» **Material to process**:
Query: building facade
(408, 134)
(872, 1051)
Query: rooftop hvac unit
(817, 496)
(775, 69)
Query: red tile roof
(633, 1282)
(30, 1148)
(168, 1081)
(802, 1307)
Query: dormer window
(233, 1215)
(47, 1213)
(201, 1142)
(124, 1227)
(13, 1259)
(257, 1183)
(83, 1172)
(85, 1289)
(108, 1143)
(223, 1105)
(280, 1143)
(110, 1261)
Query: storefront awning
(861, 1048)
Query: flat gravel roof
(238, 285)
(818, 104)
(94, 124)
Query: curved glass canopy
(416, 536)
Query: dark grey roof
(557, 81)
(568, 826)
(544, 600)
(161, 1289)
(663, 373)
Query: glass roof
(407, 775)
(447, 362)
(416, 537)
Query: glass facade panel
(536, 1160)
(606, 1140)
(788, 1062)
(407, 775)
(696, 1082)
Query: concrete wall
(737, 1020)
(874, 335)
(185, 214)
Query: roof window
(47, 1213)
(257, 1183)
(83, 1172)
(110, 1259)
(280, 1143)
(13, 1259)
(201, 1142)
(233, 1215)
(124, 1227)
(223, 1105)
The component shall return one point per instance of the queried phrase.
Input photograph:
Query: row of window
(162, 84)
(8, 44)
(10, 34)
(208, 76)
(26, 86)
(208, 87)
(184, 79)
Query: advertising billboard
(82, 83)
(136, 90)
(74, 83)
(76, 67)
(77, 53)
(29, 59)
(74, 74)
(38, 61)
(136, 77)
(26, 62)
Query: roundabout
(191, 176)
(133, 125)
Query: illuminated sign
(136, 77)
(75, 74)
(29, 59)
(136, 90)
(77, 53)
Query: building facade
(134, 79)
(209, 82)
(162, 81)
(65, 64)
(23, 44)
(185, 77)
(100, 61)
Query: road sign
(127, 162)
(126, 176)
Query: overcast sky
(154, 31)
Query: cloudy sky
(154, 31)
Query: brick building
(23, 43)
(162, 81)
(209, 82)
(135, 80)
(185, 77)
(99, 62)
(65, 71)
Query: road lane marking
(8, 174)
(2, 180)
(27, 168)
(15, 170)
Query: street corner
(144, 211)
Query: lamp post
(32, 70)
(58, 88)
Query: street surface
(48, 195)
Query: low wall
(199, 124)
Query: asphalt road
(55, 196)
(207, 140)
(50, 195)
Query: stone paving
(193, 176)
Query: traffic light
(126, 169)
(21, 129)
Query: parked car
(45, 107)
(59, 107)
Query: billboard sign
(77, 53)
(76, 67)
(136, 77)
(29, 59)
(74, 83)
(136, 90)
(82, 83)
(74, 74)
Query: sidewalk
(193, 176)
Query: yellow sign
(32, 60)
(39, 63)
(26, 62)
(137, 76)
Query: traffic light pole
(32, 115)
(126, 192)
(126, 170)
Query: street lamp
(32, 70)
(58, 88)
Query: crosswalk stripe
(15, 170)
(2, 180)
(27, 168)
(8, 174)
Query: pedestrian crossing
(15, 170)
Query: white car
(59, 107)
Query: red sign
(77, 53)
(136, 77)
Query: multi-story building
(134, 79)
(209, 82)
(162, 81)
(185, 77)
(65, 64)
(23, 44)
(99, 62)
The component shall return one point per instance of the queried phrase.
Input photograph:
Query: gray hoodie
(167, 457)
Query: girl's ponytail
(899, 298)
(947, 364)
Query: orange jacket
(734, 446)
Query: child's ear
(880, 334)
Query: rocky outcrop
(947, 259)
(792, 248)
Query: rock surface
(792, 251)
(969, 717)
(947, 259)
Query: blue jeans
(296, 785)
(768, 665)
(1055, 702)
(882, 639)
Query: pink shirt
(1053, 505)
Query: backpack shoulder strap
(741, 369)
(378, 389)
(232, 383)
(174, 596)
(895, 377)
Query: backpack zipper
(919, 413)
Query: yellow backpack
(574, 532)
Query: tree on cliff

» **Exercise**:
Write out the records above word for word, starting at the line that contains "Query: red sign" and continuing through the last line of the records.

» **Completed exercise**:
Query: red sign
(77, 53)
(136, 77)
Query: multi-story building
(134, 79)
(209, 82)
(162, 81)
(185, 77)
(65, 64)
(23, 44)
(99, 62)
The component shall return one point per instance of the queried phrase.
Input photograph:
Query: gray hoodie
(167, 457)
Query: girl's ponytail
(899, 298)
(947, 364)
Query: orange jacket
(734, 446)
Query: child's ear
(880, 334)
Query: rocky outcrop
(947, 259)
(792, 248)
Query: rock surface
(792, 251)
(969, 717)
(947, 259)
Query: blue jeans
(296, 785)
(768, 665)
(1055, 702)
(882, 639)
Query: pink shirt
(1053, 505)
Query: backpack shoulder strap
(741, 369)
(378, 389)
(232, 383)
(174, 596)
(895, 377)
Query: backpack zipper
(919, 413)
Query: yellow backpack
(574, 532)
Query: tree on cliff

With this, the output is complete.